## WHAT IS ASKED
Count the lines below that contain the string "stucco", matching case exactly, and reply with the number alone.

## TASK INPUT
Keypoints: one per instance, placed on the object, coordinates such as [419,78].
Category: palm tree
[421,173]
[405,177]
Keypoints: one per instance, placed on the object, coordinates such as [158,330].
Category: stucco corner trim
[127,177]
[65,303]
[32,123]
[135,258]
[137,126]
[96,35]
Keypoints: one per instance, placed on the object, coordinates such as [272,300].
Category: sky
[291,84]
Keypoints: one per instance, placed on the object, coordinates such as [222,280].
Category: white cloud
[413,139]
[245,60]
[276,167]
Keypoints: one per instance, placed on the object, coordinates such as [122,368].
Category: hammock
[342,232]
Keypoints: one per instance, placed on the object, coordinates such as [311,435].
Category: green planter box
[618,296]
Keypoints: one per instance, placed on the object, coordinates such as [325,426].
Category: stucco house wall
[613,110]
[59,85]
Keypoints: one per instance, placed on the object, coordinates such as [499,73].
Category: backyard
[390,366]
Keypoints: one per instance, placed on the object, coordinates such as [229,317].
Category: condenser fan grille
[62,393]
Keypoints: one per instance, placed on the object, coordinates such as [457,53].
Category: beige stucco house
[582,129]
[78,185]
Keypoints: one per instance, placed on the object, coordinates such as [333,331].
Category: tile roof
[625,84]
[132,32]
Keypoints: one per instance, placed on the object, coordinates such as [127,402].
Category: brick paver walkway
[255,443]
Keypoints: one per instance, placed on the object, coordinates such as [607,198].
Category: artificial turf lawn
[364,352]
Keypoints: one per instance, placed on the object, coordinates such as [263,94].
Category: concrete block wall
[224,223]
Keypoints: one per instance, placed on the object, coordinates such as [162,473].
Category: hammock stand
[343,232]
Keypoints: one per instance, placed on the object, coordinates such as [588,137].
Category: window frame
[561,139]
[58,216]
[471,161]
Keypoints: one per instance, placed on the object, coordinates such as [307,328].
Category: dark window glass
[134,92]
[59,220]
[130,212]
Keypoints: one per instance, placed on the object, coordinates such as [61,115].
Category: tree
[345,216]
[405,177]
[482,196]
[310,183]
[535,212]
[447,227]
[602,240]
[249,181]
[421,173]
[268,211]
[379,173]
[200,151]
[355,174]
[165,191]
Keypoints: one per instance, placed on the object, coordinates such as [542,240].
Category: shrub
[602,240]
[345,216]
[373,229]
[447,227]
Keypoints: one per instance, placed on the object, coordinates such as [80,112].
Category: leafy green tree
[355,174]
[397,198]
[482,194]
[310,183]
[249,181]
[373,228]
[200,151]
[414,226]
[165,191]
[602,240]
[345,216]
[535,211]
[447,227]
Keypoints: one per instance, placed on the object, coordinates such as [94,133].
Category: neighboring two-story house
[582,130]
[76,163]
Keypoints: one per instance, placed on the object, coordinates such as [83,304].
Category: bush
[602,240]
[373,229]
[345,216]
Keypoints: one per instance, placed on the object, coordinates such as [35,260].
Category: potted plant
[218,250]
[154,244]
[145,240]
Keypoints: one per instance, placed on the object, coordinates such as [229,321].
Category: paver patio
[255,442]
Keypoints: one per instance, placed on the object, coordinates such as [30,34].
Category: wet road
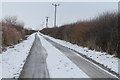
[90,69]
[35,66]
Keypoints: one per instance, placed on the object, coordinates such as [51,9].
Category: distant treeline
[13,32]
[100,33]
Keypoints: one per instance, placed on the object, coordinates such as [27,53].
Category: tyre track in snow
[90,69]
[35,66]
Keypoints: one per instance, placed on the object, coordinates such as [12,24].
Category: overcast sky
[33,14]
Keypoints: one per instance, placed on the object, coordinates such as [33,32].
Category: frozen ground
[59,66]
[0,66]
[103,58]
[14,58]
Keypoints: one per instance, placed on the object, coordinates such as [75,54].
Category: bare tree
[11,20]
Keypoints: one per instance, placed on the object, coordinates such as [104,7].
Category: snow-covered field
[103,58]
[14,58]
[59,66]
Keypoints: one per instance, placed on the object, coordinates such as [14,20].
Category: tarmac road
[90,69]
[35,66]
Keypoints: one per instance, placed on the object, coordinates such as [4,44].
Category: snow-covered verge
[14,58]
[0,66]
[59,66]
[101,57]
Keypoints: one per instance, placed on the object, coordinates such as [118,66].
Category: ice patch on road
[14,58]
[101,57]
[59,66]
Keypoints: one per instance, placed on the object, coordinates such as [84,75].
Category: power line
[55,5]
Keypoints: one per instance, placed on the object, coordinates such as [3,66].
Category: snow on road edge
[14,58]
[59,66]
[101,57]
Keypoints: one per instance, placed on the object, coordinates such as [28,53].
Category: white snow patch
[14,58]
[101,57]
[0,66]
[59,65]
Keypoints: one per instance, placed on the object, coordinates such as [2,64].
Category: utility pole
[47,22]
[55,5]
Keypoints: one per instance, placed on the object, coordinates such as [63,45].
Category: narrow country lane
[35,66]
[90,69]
* * *
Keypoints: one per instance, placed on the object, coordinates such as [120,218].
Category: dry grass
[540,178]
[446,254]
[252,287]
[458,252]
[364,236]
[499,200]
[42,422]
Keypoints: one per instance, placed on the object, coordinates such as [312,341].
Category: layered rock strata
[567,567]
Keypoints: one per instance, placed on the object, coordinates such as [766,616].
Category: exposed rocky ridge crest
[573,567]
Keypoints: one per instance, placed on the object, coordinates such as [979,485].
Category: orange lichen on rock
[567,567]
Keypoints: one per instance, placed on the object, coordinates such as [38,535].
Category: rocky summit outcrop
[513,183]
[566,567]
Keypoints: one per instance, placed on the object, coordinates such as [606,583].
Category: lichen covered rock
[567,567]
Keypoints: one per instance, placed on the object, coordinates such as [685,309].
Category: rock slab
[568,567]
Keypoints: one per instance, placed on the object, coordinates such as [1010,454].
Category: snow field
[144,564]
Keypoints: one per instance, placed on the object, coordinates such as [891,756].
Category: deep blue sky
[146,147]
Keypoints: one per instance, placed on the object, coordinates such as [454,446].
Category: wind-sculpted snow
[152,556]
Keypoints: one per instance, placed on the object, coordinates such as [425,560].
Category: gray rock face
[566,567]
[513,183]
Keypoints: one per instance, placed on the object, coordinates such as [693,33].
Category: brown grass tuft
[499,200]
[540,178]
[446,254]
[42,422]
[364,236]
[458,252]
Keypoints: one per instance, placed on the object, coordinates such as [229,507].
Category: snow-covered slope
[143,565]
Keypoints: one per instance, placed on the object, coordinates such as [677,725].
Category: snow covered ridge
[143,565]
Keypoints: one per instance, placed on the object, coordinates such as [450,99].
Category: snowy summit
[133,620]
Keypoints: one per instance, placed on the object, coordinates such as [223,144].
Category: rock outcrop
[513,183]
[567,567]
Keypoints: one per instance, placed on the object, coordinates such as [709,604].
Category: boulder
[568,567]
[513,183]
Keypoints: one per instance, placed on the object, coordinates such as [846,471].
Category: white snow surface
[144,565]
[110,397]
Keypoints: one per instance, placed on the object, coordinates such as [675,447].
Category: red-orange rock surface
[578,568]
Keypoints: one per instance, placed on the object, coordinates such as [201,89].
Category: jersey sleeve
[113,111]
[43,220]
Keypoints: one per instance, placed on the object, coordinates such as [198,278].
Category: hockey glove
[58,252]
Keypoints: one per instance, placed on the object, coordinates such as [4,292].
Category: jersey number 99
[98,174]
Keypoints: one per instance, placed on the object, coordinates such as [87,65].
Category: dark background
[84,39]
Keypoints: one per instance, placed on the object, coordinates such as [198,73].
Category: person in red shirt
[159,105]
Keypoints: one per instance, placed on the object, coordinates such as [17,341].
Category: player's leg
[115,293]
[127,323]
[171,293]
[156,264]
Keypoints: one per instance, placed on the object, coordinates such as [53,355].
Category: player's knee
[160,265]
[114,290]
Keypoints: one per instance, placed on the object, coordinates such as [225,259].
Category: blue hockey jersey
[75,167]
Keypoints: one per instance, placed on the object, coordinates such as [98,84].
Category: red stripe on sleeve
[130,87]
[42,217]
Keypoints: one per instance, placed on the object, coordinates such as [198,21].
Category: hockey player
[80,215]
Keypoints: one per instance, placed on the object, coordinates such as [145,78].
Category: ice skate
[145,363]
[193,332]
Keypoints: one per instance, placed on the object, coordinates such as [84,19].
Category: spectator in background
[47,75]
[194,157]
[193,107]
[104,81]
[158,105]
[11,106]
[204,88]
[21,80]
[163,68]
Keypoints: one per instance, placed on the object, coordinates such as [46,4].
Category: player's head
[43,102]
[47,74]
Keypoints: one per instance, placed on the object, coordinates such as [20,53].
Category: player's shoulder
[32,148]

## SOLVED EXERCISE
3